* [練習問題]:
**1.** 内分泌疾患についての抜粋のうち、「同種移植後の糖尿病は、ステロ」で始まり「リンを用いることが多いです。」までの部分を一字一句変えずに書き写してください。
**2.** 内分泌疾患についての抜粋によると、移植後の脂質検査はどのくらいの頻度で行うことが推奨されていますか。

* [ページ抜粋]:
....

造血細胞移植後には、甲状腺機能異常、脂質代謝異常、糖尿病、副腎不全などのさまざまな内分泌疾患の発症率が上昇します。甲状腺機能異常を来すと、全身倦怠感、体重増加、便秘、皮膚乾燥、月経異常などの症状が出る可能性があります。成長期の小児では、身長の増加不良、思春期発来の異常を伴うこともあります(「11-11. 小児の晩期毒性?」参照)。甲状腺機能は採血にて容易に測定することができ、移植後は毎年測定することが推奨されています。異常が疑われた場合は内分泌専門医への受診が必要ですので、医師と相談してください。

同種移植後の脂質代謝異常は、ステロイドやカルシニューリン阻害剤を使用することでリスクが高まります。脂質は主に、悪玉コレステロール(LDL)、善玉コレステロール(HDL)、中性脂肪の3種類がありますが、このうち、LDLと中性脂肪の増加は動脈硬化、心筋梗塞、狭心症、脳梗塞などの病気のリスクを上昇させ、移植後の死亡リスクを高めることが知られています。脂質は採血にて容易に測定することが出来ますので、移植後は3か月に1回は脂質検査をすることが推奨されています。治療は運動や食生活の改善が基本になりますが、移植後の脂質異常は生活習慣のみでは改善しないことが多く、薬物療法を考慮することも多いです。具体的な治療方針は医師と相談して下さい。

同種移植後の糖尿病は、ステロイドやカルシニューリン阻害剤を使用することでリスクが高まります。移植後は3か月に1回は空腹時血糖値、HbA1c値、グリコアルブミン値などを確認することが推奨されています。糖尿病が進行すると、網膜出血、蛋白尿や腎機能障害、末梢神経障害(手足のしびれなど)が起きることがあります。糖尿病と診断された場合には、一般的には、食事制限や運動療法の他に、経口糖尿病治療薬やインスリンを用いることが多いです。

移植後に3か月以上ステロイドを使用していると、ステロイドを終了する際に副腎不全を来すことがあります。典型的には、ステロイドであるプレドニゾロンの量を一日あたり5 mgまで減量するスピードが速すぎると、倦怠感、電解質異常、低血圧、発熱などが出現することがあります。疑わしい症状がある場合には医師に相談して下さい。

....

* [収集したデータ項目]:
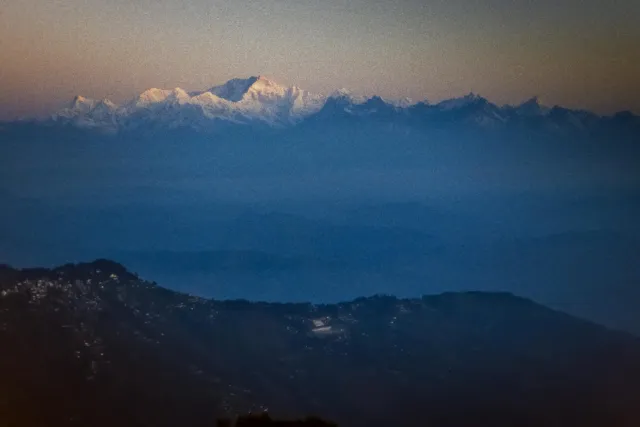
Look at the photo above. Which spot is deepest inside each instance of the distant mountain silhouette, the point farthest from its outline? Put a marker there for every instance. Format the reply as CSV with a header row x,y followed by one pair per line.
x,y
93,344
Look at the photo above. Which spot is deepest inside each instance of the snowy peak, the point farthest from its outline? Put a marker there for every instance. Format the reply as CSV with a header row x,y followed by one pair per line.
x,y
462,102
259,101
532,107
235,89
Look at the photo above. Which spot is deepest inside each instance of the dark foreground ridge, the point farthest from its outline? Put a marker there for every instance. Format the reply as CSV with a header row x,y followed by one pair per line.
x,y
92,344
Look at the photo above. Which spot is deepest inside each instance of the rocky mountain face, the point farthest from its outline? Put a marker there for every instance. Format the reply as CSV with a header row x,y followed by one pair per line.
x,y
93,344
264,104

....

* [解答例]:
**1.**
同種移植後の糖尿病は、ステロイドやカルシニューリン阻害剤を使用することでリスクが高まります。移植後は3か月に1回は空腹時血糖値、HbA1c値、グリコアルブミン値などを確認することが推奨されています。糖尿病が進行すると、網膜出血、蛋白尿や腎機能障害、末梢神経障害(手足のしびれなど)が起きることがあります。糖尿病と診断された場合には、一般的には、食事制限や運動療法の他に、経口糖尿病治療薬やインスリンを用いることが多いです。

**2.** 3か月に1回です。